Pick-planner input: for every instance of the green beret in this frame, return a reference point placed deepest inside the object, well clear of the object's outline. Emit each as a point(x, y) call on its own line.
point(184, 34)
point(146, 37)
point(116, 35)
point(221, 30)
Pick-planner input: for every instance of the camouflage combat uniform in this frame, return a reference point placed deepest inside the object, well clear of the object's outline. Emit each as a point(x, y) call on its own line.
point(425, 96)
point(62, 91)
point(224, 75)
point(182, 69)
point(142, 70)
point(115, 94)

- _Work to be completed_
Please print every entry above again, line for line, with no changes.

- _Full answer_
Pick-planner input: for every instance of the green beret in this frame, return a reference point placed deepest inside the object, well clear of the object's outline. Emit each as a point(x, y) call on its own line.
point(184, 34)
point(146, 37)
point(116, 35)
point(221, 30)
Pick-planner input: for every instance of the camouflage combat uniform in this frame, return a reference point placed deepest inside the object, well clear of the object's outline. Emit each as a point(x, y) call on its own line.
point(425, 96)
point(62, 91)
point(224, 75)
point(182, 69)
point(142, 70)
point(115, 94)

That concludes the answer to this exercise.